Required actions ::
a – In the essay on the hidden dangers of AI, which company is named as the maker of ChatGPT?
b – Resume the essay on the hidden dangers of AI from the point where it stops.
::: Extract to read
The Hidden Dangers of AI
The significant business and personal risks of generative AI are being ignored in the headlong rush to adopt these tools
The conscious and intelligent manipulation of the organized habits and opinions of the masses is an important element in democratic society. Those who manipulate this unseen mechanism of society constitute an invisible government which is the true ruling power of our country.
– Edward L. Bernays, Propaganda
ChatGPT, the interactive Artificial Intelligence (AI) powered chatbot from OpenAI, is taking the world by storm. By allowing users to interact with it conversationally, the generative AI model has shown that it can do a host of functions ranging from researching topics, writing essays and news stories, imitating help desks agents and answering technical questions, to analyzing spreadsheets and user-entered data on the fly. The possibilities seem endless, and needless to say, it is driving a flurry of activity as people and companies work to figure out ways to incorporate this type of technology into their lives and business processes, and competitors rush to enter the field.
But are people leaping before they are looking? I think the answer is yes, as there are several downsides to this type of AI that I believe people and companies are either ignoring or unaware of.
Manipulation
It has been repeatedly shown that traditional search engines and social media have been filtering and manipulating their content in order to advance particular social and government agendas. “Free” information does not equal accurate or unbiased information.
Is there any reason to expect that interactive AI will be any different in the results it delivers? Hardly, and if anything, the bias in the answers provided by these types of platforms is on open display. While I expect that there will be some efforts to make the biases in the information provided less obvious, this only illustrates that these services are not unbiased oracles, but rather platforms that reflect the biases and intents of their creators.
As these services gain a greater foothold in business and in our lives, my prediction is that the acknowledgment of these biases will be ignored when balanced against the cost and time-saving advantages of these tools.
Stupification
The impact of technology on humanity, while providing numerous goods in terms of reducing poverty and increasing life span, also has numerous downsides in terms of degrading our abilities to think for ourselves. Who has not had to deal with a retail employee who is unable to make change without the use of a calculator?
If anything, this trend to dumb down students is accelerating, with the result that many schools, even those with the highest levels of funding, cannot show that any of their students are working at grade level. Rather than address the root problem by focusing on core skills of reading, writing, and arithmetic, the answer has been instead to throw technology at the problem by mandating that all students have laptops, tablets and calculators.
::::::
::: Data records
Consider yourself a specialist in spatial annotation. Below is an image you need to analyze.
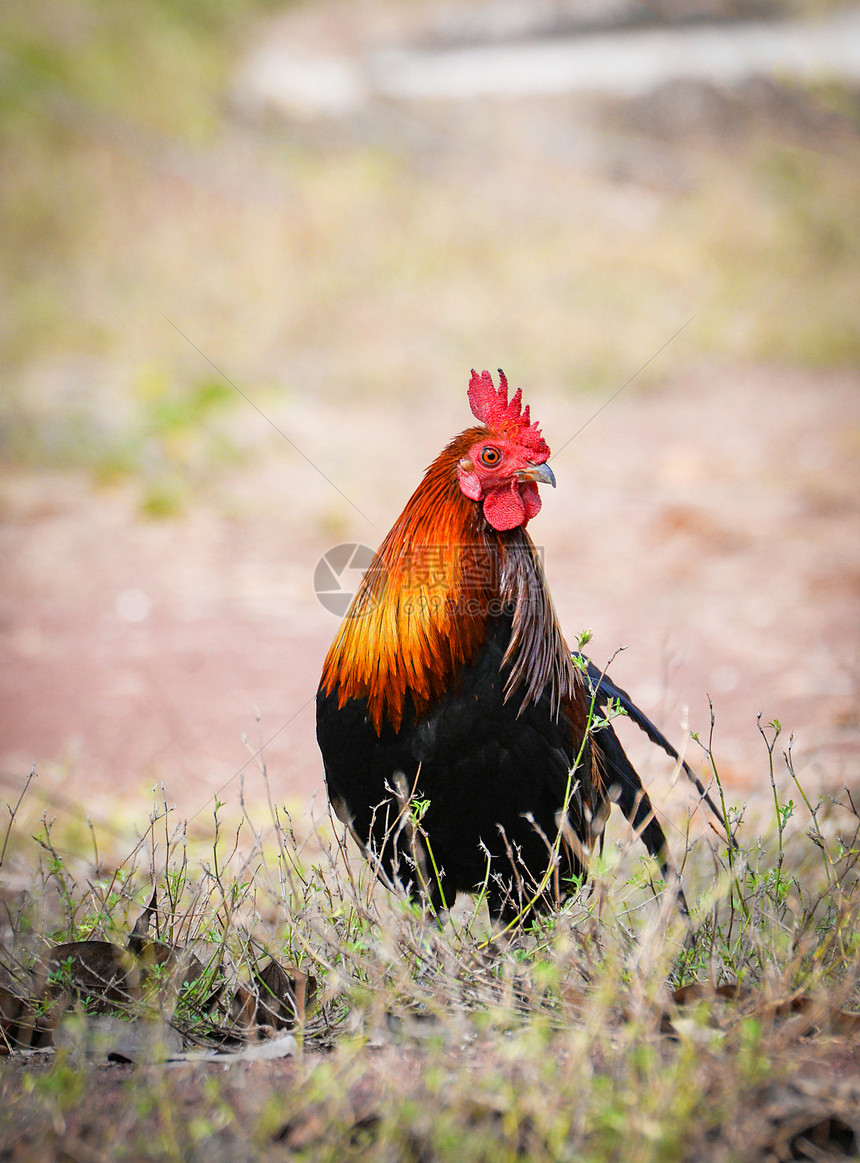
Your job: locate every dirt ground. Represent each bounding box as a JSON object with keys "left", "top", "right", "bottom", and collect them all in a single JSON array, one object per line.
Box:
::::::
::: Data records
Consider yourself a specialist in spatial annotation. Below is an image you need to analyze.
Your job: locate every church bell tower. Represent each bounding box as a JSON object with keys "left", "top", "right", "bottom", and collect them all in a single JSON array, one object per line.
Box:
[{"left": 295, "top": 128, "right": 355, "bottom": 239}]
::::::
::: Data records
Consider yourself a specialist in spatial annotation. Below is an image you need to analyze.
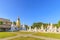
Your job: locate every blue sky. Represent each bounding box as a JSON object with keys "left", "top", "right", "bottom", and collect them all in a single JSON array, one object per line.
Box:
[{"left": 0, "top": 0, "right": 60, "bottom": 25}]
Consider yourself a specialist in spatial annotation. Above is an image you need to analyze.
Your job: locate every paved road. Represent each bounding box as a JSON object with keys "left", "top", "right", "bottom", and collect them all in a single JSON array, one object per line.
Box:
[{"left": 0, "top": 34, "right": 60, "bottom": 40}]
::::::
Your responses ::
a – OpenAI

b –
By not teaching children how to think (and instead focusing on what to think), we are making them increasingly dependent on technology crutches, and ChatGPT has already advanced to the head of the class in terms of its use by students to cheat. This has started an arms race by companies to provide tools to detect such cheating, with the result that legitimate effort by students is discounted when compared to the results of students using AI crutches to do their work.
Identification
Just as with cheating in school, employees are already “cheating” in business, and exposing their companies to significant risk when they use ChatGPT and similar tools to produce their work output, whether it is business plans or software code. As more people use ChatGPT and other such tools, they are exposing the information that is in their questions to the companies who are behind these tools. Confidential information is already showing up in answers, and the data privacy and information exposure risks of the use of these tools in business are enormous.
Business are not the only ones at risk through the use of these tools, individuals are also exposing themselves to governmental identification and monitoring by their use. Governmental agencies have already been exposed as monitoring social media platforms to identify users who are potential problems as displayed by their interest in disinformation, however disinformation is being defined at the moment.
Generative AI will extend this trend as it becomes a more ubiquitous information resource, eventually supplanting the traditional search engines of today. Though to a certain extent, the introduction of artificial intelligence in government could be a welcome change from the general lack of intelligence that currently exists.
Conclusion
So what can we do to reduce these dangers? Step 1 of the process is to first admit you(we) have a problem, and your reading of this article and awareness of the dangers is the start. From there, your use of these technologies in your personal or business life is up to your personal/business risk tolerance, however at this point you can no longer say you weren’t aware of what these risks are. Good luck!